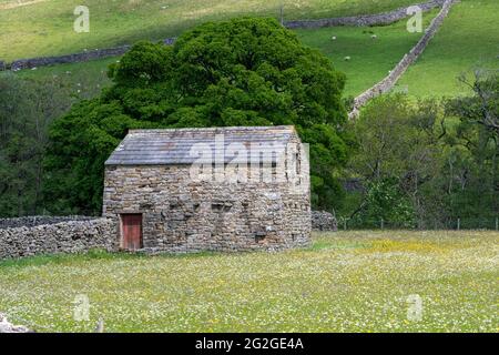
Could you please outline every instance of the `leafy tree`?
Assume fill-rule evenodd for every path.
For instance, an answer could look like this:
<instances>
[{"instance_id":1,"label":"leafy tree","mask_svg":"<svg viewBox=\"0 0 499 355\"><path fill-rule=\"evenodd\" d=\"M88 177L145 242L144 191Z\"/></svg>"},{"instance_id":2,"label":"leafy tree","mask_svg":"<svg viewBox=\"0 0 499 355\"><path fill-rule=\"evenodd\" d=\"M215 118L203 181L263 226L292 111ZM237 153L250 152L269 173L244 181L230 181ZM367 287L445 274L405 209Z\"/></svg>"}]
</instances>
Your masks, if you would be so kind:
<instances>
[{"instance_id":1,"label":"leafy tree","mask_svg":"<svg viewBox=\"0 0 499 355\"><path fill-rule=\"evenodd\" d=\"M340 199L352 139L345 77L273 19L202 24L174 45L140 42L113 85L52 125L45 193L53 212L99 213L103 162L132 128L294 124L310 143L314 205Z\"/></svg>"},{"instance_id":2,"label":"leafy tree","mask_svg":"<svg viewBox=\"0 0 499 355\"><path fill-rule=\"evenodd\" d=\"M0 77L0 215L42 212L42 158L50 122L68 110L68 91L57 80Z\"/></svg>"}]
</instances>

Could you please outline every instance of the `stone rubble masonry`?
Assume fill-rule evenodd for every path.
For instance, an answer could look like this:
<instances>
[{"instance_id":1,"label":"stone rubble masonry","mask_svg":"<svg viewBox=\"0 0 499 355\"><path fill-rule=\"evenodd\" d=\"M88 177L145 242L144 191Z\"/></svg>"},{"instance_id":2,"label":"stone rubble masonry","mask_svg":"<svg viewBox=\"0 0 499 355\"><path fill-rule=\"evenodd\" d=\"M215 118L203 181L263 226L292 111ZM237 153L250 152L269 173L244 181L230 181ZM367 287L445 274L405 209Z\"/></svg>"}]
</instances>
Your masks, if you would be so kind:
<instances>
[{"instance_id":1,"label":"stone rubble masonry","mask_svg":"<svg viewBox=\"0 0 499 355\"><path fill-rule=\"evenodd\" d=\"M89 221L95 217L89 217L83 215L72 216L52 216L52 215L33 215L16 219L0 219L0 230L14 229L20 226L37 226L42 224L55 224L70 221Z\"/></svg>"},{"instance_id":2,"label":"stone rubble masonry","mask_svg":"<svg viewBox=\"0 0 499 355\"><path fill-rule=\"evenodd\" d=\"M116 225L106 219L65 221L54 224L0 230L0 260L59 253L84 253L92 248L118 250Z\"/></svg>"},{"instance_id":3,"label":"stone rubble masonry","mask_svg":"<svg viewBox=\"0 0 499 355\"><path fill-rule=\"evenodd\" d=\"M431 21L430 26L426 29L425 34L409 51L409 53L404 55L404 58L397 63L397 65L389 72L389 74L385 79L354 99L354 108L348 114L348 118L350 120L359 115L360 108L363 108L367 102L376 97L379 97L380 94L390 91L395 87L400 77L406 72L407 68L416 62L419 55L425 51L429 41L431 40L431 38L434 38L435 33L437 33L438 29L440 28L445 18L448 16L450 8L455 2L456 0L446 0L438 16Z\"/></svg>"},{"instance_id":4,"label":"stone rubble masonry","mask_svg":"<svg viewBox=\"0 0 499 355\"><path fill-rule=\"evenodd\" d=\"M309 194L286 183L190 181L190 165L106 166L103 215L143 213L146 252L283 250L309 244ZM187 176L187 179L185 178Z\"/></svg>"},{"instance_id":5,"label":"stone rubble masonry","mask_svg":"<svg viewBox=\"0 0 499 355\"><path fill-rule=\"evenodd\" d=\"M336 216L326 211L312 211L312 229L314 231L337 232Z\"/></svg>"}]
</instances>

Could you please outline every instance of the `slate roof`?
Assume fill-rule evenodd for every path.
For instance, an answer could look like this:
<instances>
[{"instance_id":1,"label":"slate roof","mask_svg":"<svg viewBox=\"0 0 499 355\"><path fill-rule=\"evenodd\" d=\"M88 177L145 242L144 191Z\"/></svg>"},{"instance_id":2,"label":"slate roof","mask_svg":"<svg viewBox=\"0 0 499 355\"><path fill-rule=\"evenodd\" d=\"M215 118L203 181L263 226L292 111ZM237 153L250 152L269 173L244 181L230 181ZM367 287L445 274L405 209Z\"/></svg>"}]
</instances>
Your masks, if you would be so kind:
<instances>
[{"instance_id":1,"label":"slate roof","mask_svg":"<svg viewBox=\"0 0 499 355\"><path fill-rule=\"evenodd\" d=\"M210 156L212 162L215 138L220 140L222 136L225 149L240 143L251 152L249 159L257 154L262 161L268 162L276 160L276 154L269 152L284 149L297 135L293 125L131 130L105 165L192 164L200 162L200 156ZM222 146L221 142L217 146ZM257 150L253 149L255 146ZM233 159L234 155L224 154L224 163Z\"/></svg>"}]
</instances>

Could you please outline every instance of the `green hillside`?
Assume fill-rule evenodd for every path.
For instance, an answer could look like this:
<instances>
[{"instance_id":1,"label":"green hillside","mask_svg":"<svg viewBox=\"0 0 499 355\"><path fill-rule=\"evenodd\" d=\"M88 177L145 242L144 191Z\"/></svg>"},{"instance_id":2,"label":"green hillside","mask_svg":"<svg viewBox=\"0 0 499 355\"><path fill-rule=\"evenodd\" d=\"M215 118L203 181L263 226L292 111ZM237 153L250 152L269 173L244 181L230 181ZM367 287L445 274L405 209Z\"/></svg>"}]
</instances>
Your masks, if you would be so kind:
<instances>
[{"instance_id":1,"label":"green hillside","mask_svg":"<svg viewBox=\"0 0 499 355\"><path fill-rule=\"evenodd\" d=\"M414 0L86 0L90 32L73 31L75 0L0 1L0 59L54 55L177 36L207 20L241 14L305 19L376 13Z\"/></svg>"},{"instance_id":2,"label":"green hillside","mask_svg":"<svg viewBox=\"0 0 499 355\"><path fill-rule=\"evenodd\" d=\"M425 13L425 24L436 13L437 10ZM297 30L296 33L305 44L323 51L338 70L347 74L346 95L359 94L381 80L421 36L407 32L405 21L371 28ZM376 34L376 39L371 38L373 34ZM336 40L332 40L333 37ZM350 57L350 60L346 61L345 57ZM105 71L108 64L115 60L118 58L38 68L21 71L20 74L29 78L57 75L68 82L75 93L88 98L110 82Z\"/></svg>"},{"instance_id":3,"label":"green hillside","mask_svg":"<svg viewBox=\"0 0 499 355\"><path fill-rule=\"evenodd\" d=\"M8 3L9 1L2 1L1 3ZM11 10L0 10L0 18L7 12L18 11L18 16L26 14L28 9L38 9L39 11L45 11L49 6L53 6L59 1L44 1L43 3L37 3L22 8L16 8ZM172 10L187 11L191 8L207 6L208 3L215 3L217 7L227 9L230 8L230 1L195 1L195 4L181 6L179 2L176 7L172 6ZM297 8L291 2L286 3L286 17L287 18L306 18L308 17L323 17L334 14L354 14L354 13L367 13L377 12L388 8L396 8L404 3L411 3L413 1L364 1L358 0L355 2L344 1L307 1L307 6L303 6L304 12L293 12ZM90 1L89 3L92 3ZM114 1L109 4L109 11L113 12L113 9L124 7L124 1ZM126 2L129 3L129 2ZM252 2L253 3L253 2ZM153 21L145 21L147 24L144 27L144 21L141 22L141 17L145 11L151 11L154 6L160 6L159 1L150 1L147 4L136 2L136 12L130 10L131 14L128 18L130 23L144 27L142 31L136 31L132 37L122 37L120 40L113 37L109 37L105 33L128 33L133 32L133 27L122 28L119 23L108 23L109 28L104 32L100 32L98 36L93 31L89 37L82 41L65 40L63 42L57 42L58 33L63 33L62 27L60 32L53 31L52 36L47 37L43 41L35 42L35 45L23 42L35 40L37 36L31 33L19 43L9 45L3 40L13 40L12 38L6 38L6 31L0 31L0 48L6 47L1 53L8 51L12 57L19 57L20 53L16 53L16 48L23 49L27 55L34 55L41 53L62 53L71 50L80 50L86 47L105 47L111 44L118 44L121 42L133 42L139 39L162 38L167 34L177 34L183 28L190 27L196 21L203 21L206 19L214 19L220 17L228 17L244 13L249 11L258 14L275 14L277 11L278 1L258 2L259 4L249 4L248 1L238 1L238 11L218 12L210 14L207 11L205 14L200 14L195 21L185 20L182 26L174 26L177 23L175 20L166 21L163 27L157 24L155 27ZM103 7L103 6L102 6ZM210 8L211 9L211 8ZM293 10L294 9L294 10ZM329 9L329 10L327 10ZM140 11L139 11L140 10ZM62 11L62 10L61 10ZM123 10L124 11L124 10ZM116 13L125 13L125 12ZM329 11L329 12L328 12ZM160 11L161 12L161 11ZM180 13L179 12L179 13ZM444 21L444 24L437 36L429 43L427 50L421 58L407 71L398 83L397 90L408 91L411 95L417 97L441 97L461 94L466 92L466 88L459 85L457 77L465 71L472 69L473 67L487 67L499 68L499 28L496 26L496 14L499 12L499 2L495 0L462 0L456 3L450 11L449 17ZM53 17L58 12L54 10ZM184 13L184 12L182 12ZM185 12L186 13L186 12ZM201 12L200 12L201 13ZM222 14L221 14L222 13ZM428 26L429 21L436 16L437 10L432 10L424 14L425 26ZM133 16L132 16L133 14ZM307 16L306 16L307 14ZM118 14L116 14L118 16ZM151 14L152 19L161 17L161 13ZM99 17L98 17L99 20ZM98 21L95 20L95 21ZM9 19L8 22L12 20ZM91 21L92 18L91 18ZM134 22L135 21L135 22ZM48 22L48 21L45 21ZM92 22L93 26L104 26L104 22ZM100 24L99 24L100 23ZM180 22L179 22L180 23ZM479 26L478 26L479 24ZM2 27L9 27L11 24L0 24ZM42 26L40 23L40 26ZM44 26L49 26L45 23ZM53 24L51 24L53 26ZM12 24L13 28L20 28L20 26ZM150 32L150 28L155 28L157 31L164 32ZM169 32L170 31L170 32ZM319 49L326 55L328 55L334 65L347 74L346 95L356 95L364 90L370 88L377 81L381 80L388 71L407 53L410 48L418 41L421 33L409 33L406 30L406 22L400 21L385 27L371 27L371 28L356 28L356 27L340 27L340 28L325 28L315 30L297 30L296 31L301 40L314 48ZM71 33L70 33L71 34ZM376 34L376 39L371 36ZM33 37L34 36L34 37ZM73 36L73 34L71 34ZM75 34L74 34L75 36ZM86 34L81 34L83 38ZM332 40L336 37L336 40ZM62 37L64 38L64 37ZM47 42L45 42L47 41ZM52 42L55 41L55 42ZM95 41L94 45L86 45L86 41ZM42 45L43 44L43 45ZM40 45L40 49L35 49ZM41 48L43 47L43 48ZM52 49L51 49L52 48ZM37 50L34 52L34 50ZM33 51L29 53L28 51ZM2 54L3 55L3 54ZM2 57L0 55L0 57ZM4 57L4 55L3 55ZM22 57L22 55L21 55ZM345 60L349 57L349 60ZM57 75L62 81L67 82L74 89L74 93L89 98L100 91L103 85L109 84L109 79L105 75L106 67L109 63L118 60L104 59L86 63L62 64L49 68L38 68L37 70L20 72L23 77L29 78L43 78L47 75Z\"/></svg>"},{"instance_id":4,"label":"green hillside","mask_svg":"<svg viewBox=\"0 0 499 355\"><path fill-rule=\"evenodd\" d=\"M499 1L461 0L419 60L399 81L418 97L467 93L457 77L475 68L499 69Z\"/></svg>"}]
</instances>

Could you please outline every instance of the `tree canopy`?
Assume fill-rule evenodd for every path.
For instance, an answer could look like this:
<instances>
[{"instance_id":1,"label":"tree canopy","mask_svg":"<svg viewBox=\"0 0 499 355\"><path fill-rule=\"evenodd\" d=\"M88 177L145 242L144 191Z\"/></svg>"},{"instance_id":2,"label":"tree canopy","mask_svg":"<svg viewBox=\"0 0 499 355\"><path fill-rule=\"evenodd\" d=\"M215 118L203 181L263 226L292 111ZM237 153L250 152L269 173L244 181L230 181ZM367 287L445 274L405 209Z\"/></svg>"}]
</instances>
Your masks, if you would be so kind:
<instances>
[{"instance_id":1,"label":"tree canopy","mask_svg":"<svg viewBox=\"0 0 499 355\"><path fill-rule=\"evenodd\" d=\"M345 77L274 19L208 22L172 47L139 42L112 64L113 85L55 120L45 158L52 213L100 213L104 161L129 129L294 124L310 144L313 204L342 195L350 139Z\"/></svg>"}]
</instances>

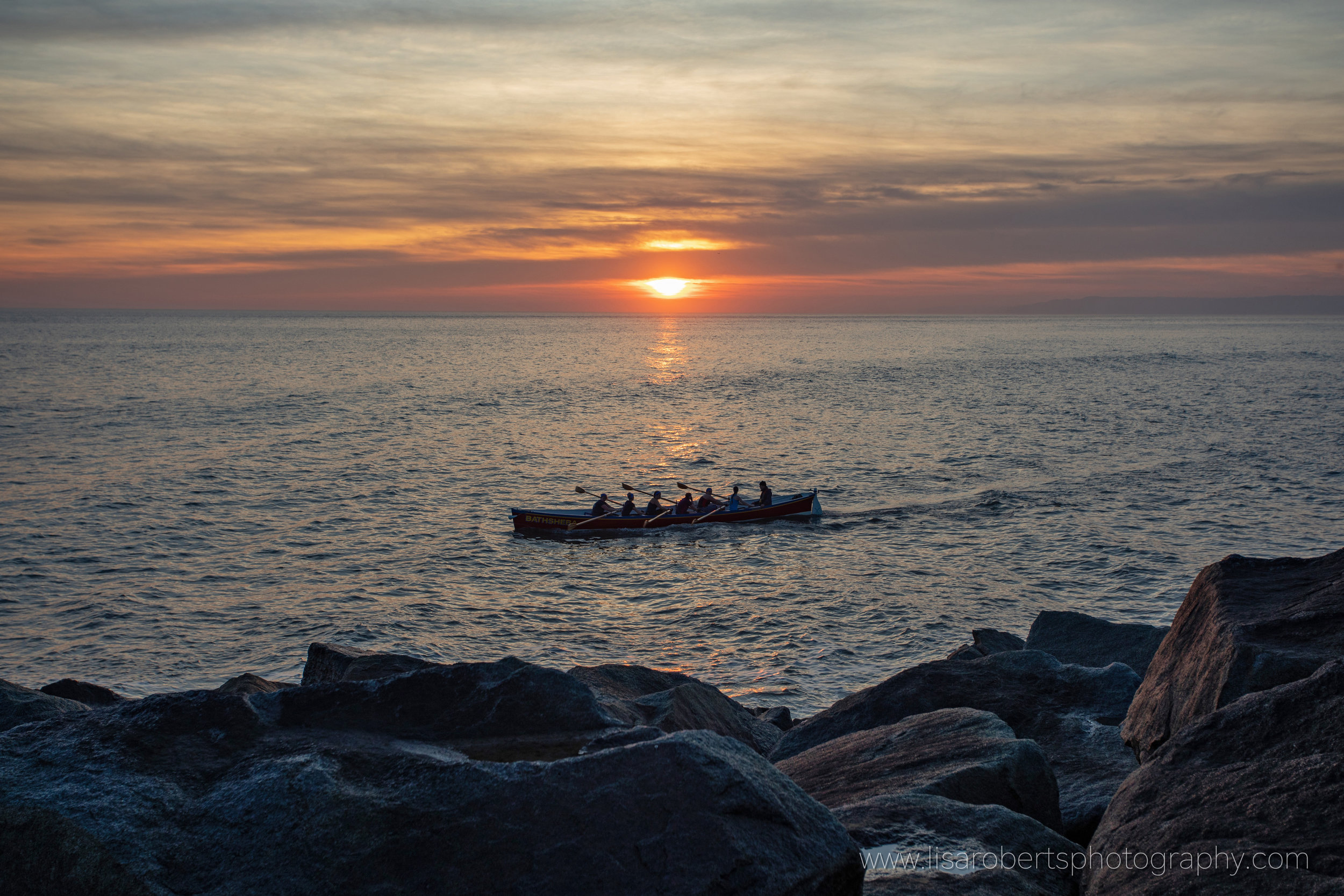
+ + +
◆ Job ◆
Locate every line in the material above that contains the word "canopy", and copy each of those lines out in full.

◆ Solution for this task ◆
Could you please outline every instance of the `tree canopy`?
[{"instance_id":1,"label":"tree canopy","mask_svg":"<svg viewBox=\"0 0 499 355\"><path fill-rule=\"evenodd\" d=\"M88 177L145 242L144 191Z\"/></svg>"},{"instance_id":2,"label":"tree canopy","mask_svg":"<svg viewBox=\"0 0 499 355\"><path fill-rule=\"evenodd\" d=\"M215 118L203 181L263 226L292 111ZM237 153L250 152L269 173L244 181L230 181ZM367 287L445 274L405 209Z\"/></svg>"}]
[{"instance_id":1,"label":"tree canopy","mask_svg":"<svg viewBox=\"0 0 499 355\"><path fill-rule=\"evenodd\" d=\"M345 77L274 19L208 22L172 47L139 42L112 64L113 85L55 120L45 158L52 213L100 213L104 161L129 129L294 124L310 144L313 204L342 195L350 139Z\"/></svg>"}]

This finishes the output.